The exercise: Turn each of the rows below into a string and put them in one JSON list, one string per line, leaving out blank lines.

Extracted material:
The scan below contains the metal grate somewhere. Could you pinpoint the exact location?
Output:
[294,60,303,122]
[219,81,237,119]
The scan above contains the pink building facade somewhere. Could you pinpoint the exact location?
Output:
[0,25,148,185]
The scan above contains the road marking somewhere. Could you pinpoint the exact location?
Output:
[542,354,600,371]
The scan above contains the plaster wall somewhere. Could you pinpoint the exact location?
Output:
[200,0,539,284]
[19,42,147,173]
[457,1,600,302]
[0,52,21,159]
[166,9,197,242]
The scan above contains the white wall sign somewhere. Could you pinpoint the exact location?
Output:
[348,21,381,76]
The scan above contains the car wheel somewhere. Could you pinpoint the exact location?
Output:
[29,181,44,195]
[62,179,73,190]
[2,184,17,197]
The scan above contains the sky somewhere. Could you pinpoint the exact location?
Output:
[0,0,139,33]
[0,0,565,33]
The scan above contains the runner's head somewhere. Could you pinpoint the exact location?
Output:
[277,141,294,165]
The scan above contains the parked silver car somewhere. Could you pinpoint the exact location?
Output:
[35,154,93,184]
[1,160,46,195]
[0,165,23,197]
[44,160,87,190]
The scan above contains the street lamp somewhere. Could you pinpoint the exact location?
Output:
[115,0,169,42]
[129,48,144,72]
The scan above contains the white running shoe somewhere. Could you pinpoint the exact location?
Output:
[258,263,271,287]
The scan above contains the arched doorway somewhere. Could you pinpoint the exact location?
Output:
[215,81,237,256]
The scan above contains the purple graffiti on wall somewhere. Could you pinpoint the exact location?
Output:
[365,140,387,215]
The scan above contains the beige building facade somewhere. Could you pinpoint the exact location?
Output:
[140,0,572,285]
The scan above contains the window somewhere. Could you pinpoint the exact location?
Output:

The result:
[
  "The scan below contains the metal grate somewhere. Could you pinpoint the exact location?",
  "Output:",
  "[294,60,303,122]",
  "[219,81,237,119]",
  "The scan above contains the pink building facade somewhere. Could you pinpoint the exact location?",
  "Output:",
  "[0,25,148,185]",
  "The scan above contains the road marking somewhere. Could you pinpoint the exact location?",
  "Output:",
  "[542,354,600,371]",
  "The scan above contains the plaster wall somewhere. Could you pinpoint the exact location?",
  "Output:",
  "[200,0,539,284]",
  "[19,42,147,173]",
  "[457,1,600,302]",
  "[0,52,21,159]",
  "[166,9,197,242]",
  "The scan above contains the white wall sign somewhere. Could you pinpoint the exact location?",
  "Output:",
  "[348,21,381,76]",
  "The scan above contains the car wheel somewhere. Could you pinpoint the exact location?",
  "Output:",
  "[29,181,44,195]",
  "[62,179,73,190]",
  "[2,184,17,197]",
  "The scan above contains the sky somewhere. Could you pinpoint the exact location?",
  "Output:",
  "[0,0,139,33]",
  "[0,0,565,33]",
  "The scan above contains the runner's head somewhere. Could you pinpoint the exact location?",
  "Output:",
  "[277,141,294,165]",
  "The scan above contains the parked silver car somewhere. Could you pinpoint the exact location?",
  "Output:",
  "[35,154,93,184]",
  "[1,160,46,195]",
  "[0,165,23,197]",
  "[44,160,87,190]",
  "The scan above contains the street lamp somewhere. Could you pinpoint the exact location?",
  "Output:",
  "[115,0,169,42]",
  "[129,48,144,72]",
  "The scan above contains the white running shoe somewhere. Could you pinpoint the exact location?",
  "Output:",
  "[258,263,271,287]",
  "The scan above contains the arched doorway somewhere. Could you pinpoint the exact location?",
  "Output:",
  "[215,81,237,256]",
  "The scan above contains the purple graffiti on wall somewhere. Could you pinpoint the exact location?",
  "Output:",
  "[365,140,387,215]",
  "The scan above contains the beige building facade somewhere. Could you pinpoint the exact location?",
  "Output:",
  "[140,0,572,285]",
  "The scan above contains the window somewhere. Could you pinpoint the exact location?",
  "Output:"
]